STATED GOAL =>
Copy out the lines of the listing below word for word, starting at the line that contains "photo, as integer pixel positions." and running through the last line of the listing.

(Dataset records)
--------------------------------------------------
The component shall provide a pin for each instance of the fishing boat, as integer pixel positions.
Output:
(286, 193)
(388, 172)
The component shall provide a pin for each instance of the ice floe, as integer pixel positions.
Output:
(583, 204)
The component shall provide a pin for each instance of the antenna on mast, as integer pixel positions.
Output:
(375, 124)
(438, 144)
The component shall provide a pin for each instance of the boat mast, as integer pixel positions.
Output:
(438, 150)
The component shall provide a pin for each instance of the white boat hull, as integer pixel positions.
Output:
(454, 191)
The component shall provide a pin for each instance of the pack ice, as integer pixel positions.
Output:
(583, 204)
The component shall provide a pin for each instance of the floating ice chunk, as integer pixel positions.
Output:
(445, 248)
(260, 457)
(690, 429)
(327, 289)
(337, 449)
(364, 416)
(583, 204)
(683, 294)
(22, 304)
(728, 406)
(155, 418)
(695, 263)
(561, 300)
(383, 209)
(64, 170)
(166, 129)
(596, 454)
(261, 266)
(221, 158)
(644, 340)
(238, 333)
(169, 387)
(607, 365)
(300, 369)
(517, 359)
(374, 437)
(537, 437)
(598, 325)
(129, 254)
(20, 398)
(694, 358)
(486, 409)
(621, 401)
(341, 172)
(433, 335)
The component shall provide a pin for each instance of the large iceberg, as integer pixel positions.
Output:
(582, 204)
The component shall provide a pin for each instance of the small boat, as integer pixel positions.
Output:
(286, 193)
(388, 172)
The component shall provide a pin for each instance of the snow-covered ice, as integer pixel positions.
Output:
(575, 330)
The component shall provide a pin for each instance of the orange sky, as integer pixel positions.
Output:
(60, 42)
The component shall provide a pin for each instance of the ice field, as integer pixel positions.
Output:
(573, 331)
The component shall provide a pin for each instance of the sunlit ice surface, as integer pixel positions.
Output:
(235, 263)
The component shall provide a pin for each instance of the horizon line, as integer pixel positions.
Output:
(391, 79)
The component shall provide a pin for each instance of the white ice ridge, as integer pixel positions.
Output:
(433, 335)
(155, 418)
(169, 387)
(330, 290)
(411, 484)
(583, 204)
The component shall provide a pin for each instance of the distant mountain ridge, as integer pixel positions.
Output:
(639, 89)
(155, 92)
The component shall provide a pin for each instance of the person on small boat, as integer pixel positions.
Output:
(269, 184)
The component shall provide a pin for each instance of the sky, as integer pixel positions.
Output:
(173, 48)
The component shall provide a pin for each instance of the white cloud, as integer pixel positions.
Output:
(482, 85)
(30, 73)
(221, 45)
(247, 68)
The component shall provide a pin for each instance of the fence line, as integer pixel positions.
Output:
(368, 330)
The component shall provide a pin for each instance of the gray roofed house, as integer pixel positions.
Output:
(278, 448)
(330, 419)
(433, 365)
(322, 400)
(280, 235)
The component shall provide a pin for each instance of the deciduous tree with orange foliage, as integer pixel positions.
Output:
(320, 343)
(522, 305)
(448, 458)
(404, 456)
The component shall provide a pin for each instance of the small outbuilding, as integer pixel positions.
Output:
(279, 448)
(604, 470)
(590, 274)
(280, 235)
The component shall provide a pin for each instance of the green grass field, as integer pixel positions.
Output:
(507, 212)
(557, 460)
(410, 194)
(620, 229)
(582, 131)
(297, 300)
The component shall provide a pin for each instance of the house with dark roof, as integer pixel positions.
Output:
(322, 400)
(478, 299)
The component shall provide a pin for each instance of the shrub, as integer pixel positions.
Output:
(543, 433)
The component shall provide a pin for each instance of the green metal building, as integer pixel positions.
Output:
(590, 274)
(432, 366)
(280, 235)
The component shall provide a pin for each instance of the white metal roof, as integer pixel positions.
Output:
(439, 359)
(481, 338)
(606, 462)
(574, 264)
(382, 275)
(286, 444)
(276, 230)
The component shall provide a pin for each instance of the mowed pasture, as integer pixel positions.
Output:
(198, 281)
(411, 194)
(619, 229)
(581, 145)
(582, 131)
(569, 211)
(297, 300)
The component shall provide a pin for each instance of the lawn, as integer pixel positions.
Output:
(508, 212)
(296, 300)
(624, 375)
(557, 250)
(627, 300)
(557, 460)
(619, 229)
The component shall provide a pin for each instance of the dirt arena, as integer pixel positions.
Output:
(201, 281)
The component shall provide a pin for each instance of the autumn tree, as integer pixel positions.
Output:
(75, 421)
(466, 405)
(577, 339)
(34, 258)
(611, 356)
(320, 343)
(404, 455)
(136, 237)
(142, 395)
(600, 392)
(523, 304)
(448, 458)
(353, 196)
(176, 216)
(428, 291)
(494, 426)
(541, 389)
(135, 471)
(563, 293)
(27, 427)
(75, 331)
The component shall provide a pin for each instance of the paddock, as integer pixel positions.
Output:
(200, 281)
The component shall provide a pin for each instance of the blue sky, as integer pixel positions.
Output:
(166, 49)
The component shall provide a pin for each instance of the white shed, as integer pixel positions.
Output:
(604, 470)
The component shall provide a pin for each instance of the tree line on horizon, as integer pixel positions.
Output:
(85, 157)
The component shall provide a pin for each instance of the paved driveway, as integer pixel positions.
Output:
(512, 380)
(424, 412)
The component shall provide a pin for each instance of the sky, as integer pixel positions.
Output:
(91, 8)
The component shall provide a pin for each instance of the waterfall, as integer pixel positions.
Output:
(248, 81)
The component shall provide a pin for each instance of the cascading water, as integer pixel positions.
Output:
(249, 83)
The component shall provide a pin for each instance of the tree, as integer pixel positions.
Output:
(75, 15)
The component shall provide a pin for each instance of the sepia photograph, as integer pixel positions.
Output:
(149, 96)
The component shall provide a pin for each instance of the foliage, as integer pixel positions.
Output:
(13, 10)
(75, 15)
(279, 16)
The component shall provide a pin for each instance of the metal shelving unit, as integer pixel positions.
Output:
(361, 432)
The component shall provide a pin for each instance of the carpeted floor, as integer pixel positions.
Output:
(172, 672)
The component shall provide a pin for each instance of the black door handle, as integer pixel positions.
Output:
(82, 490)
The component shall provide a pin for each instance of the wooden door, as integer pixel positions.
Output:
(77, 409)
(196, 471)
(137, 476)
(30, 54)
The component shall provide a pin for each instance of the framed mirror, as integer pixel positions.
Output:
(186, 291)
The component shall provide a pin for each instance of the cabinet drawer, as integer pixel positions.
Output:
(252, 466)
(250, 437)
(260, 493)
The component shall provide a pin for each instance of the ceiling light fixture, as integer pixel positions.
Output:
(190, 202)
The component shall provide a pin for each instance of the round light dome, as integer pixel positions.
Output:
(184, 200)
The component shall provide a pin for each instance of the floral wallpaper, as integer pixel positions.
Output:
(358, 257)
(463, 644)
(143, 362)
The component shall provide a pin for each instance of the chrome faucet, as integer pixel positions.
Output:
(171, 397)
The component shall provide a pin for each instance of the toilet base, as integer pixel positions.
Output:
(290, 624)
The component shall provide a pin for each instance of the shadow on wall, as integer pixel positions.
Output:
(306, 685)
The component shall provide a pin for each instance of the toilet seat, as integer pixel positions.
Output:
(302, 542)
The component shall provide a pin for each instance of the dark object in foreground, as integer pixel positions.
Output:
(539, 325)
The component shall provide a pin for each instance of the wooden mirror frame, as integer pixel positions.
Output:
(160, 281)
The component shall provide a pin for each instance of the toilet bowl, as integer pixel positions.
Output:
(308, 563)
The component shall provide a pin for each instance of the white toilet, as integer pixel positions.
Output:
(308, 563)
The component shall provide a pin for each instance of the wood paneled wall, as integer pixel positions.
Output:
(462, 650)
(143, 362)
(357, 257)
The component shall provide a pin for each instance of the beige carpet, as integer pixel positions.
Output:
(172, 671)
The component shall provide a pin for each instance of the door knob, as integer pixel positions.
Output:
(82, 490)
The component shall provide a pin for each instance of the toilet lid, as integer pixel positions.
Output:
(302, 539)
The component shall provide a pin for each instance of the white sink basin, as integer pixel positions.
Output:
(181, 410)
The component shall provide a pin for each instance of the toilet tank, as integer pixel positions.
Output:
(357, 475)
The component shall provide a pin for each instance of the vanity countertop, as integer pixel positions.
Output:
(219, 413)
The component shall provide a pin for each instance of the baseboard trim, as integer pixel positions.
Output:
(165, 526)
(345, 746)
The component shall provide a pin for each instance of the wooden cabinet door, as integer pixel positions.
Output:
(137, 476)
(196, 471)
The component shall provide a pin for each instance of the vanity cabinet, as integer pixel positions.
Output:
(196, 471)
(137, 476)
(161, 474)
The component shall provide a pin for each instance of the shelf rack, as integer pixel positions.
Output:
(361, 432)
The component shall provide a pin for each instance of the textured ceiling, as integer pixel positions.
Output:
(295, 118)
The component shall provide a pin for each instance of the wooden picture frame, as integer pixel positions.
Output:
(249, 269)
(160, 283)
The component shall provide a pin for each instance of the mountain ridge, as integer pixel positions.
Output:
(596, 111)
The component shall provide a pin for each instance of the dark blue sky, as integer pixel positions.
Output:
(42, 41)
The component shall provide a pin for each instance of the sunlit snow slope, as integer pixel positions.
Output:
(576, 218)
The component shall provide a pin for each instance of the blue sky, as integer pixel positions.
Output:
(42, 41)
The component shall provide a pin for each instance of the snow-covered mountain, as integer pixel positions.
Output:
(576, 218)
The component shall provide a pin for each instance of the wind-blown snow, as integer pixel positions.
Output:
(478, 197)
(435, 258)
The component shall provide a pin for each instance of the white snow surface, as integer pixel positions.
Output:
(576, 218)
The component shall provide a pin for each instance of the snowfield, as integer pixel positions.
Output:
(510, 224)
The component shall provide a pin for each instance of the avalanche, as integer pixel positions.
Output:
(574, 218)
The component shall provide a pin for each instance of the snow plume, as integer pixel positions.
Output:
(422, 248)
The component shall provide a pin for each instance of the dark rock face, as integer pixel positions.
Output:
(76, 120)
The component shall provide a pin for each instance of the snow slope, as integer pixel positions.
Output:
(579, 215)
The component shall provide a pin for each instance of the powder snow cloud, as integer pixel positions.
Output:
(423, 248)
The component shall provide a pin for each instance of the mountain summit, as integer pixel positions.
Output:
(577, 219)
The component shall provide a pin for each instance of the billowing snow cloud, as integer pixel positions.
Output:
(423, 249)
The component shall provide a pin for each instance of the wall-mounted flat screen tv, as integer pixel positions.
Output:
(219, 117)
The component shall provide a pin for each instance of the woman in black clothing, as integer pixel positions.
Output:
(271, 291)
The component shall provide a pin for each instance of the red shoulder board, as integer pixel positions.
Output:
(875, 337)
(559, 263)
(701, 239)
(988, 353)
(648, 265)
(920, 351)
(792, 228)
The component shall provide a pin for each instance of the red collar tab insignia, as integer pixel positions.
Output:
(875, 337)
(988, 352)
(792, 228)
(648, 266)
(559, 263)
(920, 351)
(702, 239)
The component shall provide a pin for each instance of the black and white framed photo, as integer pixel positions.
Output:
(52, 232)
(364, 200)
--------------------------------------------------
THE REPLY =>
The component shall provide a pin for each instance of the black and white framed photo, as integer pixel positions.
Output:
(52, 232)
(364, 200)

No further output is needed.